> Your assignment: What you need to do is retype every entry exactly as written.

> Record set:
- - - - - - -
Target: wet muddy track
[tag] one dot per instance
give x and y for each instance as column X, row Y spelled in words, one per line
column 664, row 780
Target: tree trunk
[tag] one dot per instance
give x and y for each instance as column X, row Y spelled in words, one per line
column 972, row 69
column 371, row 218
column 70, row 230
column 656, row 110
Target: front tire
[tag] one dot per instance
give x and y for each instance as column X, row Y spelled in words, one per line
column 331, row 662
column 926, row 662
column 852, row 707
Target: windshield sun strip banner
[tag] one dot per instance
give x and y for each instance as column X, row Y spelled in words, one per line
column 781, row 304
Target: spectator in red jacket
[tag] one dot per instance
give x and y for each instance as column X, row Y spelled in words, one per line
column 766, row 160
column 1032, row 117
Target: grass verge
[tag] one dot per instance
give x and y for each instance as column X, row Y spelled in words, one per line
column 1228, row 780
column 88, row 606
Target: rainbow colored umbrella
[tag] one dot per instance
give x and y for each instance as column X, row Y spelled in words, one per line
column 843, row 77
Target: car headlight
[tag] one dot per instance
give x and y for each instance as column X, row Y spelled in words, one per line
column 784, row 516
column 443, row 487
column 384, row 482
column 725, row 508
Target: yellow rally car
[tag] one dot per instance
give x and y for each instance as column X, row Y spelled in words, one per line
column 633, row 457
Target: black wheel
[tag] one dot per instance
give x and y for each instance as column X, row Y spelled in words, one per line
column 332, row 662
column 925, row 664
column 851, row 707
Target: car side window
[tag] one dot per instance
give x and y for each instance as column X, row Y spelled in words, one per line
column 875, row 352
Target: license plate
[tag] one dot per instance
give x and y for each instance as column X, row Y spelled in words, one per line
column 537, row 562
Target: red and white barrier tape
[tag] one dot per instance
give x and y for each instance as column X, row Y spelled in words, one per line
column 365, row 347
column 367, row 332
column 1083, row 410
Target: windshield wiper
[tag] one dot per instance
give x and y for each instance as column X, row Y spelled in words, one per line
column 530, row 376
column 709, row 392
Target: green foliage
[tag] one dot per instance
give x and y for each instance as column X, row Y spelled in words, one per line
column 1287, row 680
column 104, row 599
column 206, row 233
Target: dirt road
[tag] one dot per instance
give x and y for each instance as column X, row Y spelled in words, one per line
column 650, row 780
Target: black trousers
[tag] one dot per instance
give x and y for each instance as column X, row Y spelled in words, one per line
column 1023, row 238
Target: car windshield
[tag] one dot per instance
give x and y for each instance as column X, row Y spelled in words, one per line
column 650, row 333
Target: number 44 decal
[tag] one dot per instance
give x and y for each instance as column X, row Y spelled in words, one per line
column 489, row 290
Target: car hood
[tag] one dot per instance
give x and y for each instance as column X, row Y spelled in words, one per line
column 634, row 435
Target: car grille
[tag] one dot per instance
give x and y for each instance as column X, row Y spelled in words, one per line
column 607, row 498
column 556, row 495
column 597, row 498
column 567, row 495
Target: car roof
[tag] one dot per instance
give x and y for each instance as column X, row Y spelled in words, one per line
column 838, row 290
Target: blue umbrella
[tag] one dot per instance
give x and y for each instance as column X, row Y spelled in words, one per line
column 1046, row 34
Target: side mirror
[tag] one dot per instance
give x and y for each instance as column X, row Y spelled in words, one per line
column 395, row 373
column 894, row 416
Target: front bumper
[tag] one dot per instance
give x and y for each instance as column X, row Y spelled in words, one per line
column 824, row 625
- - - - - - -
> The completed task:
Target: wet muddy track
[tag] one dot per instance
give x and y for each instance as column X, row Y spelled in words, one per line
column 664, row 780
Target: tree trunk
[tag] one dot per instance
give x and y for each instance as column X, row Y spelled in words, one per line
column 972, row 69
column 371, row 218
column 70, row 230
column 656, row 110
Target: front tire
[tag] one dot per instance
give x and y for each instance as column X, row Y spelled in words, one per line
column 331, row 662
column 926, row 662
column 852, row 707
Target: windshield sun strip banner
[tag] one dot per instance
give x and y for each instance as column X, row Y spelled in words, one per line
column 781, row 304
Target: spectator in red jacket
[tag] one dot per instance
give x and y for each instance as column X, row Y spelled in words, one per line
column 766, row 160
column 1032, row 117
Target: grass verge
[tag] one dot per instance
give x and y for each instance as column X, row Y spelled in words, one per line
column 1228, row 780
column 88, row 606
Target: rainbow colored umbrella
[tag] one dot per instance
give x and y for each instance as column X, row Y spelled in words, one per line
column 843, row 77
Target: car headlight
[tag] one dot per instance
give x and y for each instance as column X, row Y spelled in words, one per line
column 784, row 516
column 443, row 487
column 384, row 482
column 725, row 508
Target: yellow rally car
[tag] one dot per instance
give x and y for each instance as column X, row Y spelled in words, one per line
column 633, row 457
Target: black wheel
[tag] one dot per instance
give x and y for each instance as column X, row Y spelled in words, one per line
column 332, row 662
column 925, row 664
column 851, row 707
Target: car side window
[tag] one dot per instance
give x and y for each instance as column X, row Y spelled in words, one per line
column 875, row 352
Target: license plate
[tag] one dot per instance
give x and y for each instance as column X, row Y spelled in words, one per line
column 537, row 562
Target: red and white barrier tape
[tag] one dot per instance
give x and y for each instance as column X, row Y spelled in words, one per line
column 365, row 347
column 367, row 332
column 1083, row 410
Target: windshield wiper
[tag] one dot per instance
give x and y for each instance as column X, row Y spelled in words, one per line
column 530, row 376
column 709, row 392
Target: green foliage
[tag] one dot per instance
give x and y for each instance as column X, row Y spelled in words, one per line
column 1287, row 680
column 104, row 599
column 206, row 233
Target: dirt road
[tag] one dot per instance
give x and y for each instance as column X, row Y spelled in words, one per line
column 650, row 780
Target: black trousers
[tag] one dot per instance
give x and y for each instance as column X, row Y spelled in words, one per line
column 1023, row 238
Target: car windshield
[tag] one dot per instance
give x and y for each instance as column X, row Y spelled in words, one per line
column 650, row 333
Target: number 44 decal
[tag] one dot per instance
give x and y for each instance as column X, row Y spelled in words, one per line
column 489, row 290
Target: car hood
[tag] one dot per instance
give x and y for each instance as column X, row Y spelled in words, one per line
column 634, row 435
Target: car grille
[tag] one dot per instance
give x and y for each instance as column X, row Y spelled in words, one per line
column 607, row 498
column 556, row 495
column 597, row 498
column 567, row 495
Target: car roof
[tag] one dot per instance
give x and y for each instance as column X, row Y spelled in words, one per line
column 838, row 290
Target: blue umbrella
[tag] one dot per instance
give x and y for each instance as column X, row Y spelled in words, one per line
column 1046, row 34
Target: side mirror
[tag] one dot per instance
give x and y for each instance as column X, row Y spelled in words, one per line
column 395, row 373
column 894, row 416
Target: front bumper
[tag] one dot per instance
give x and y for each instance as column X, row Y spelled in words, one per line
column 824, row 625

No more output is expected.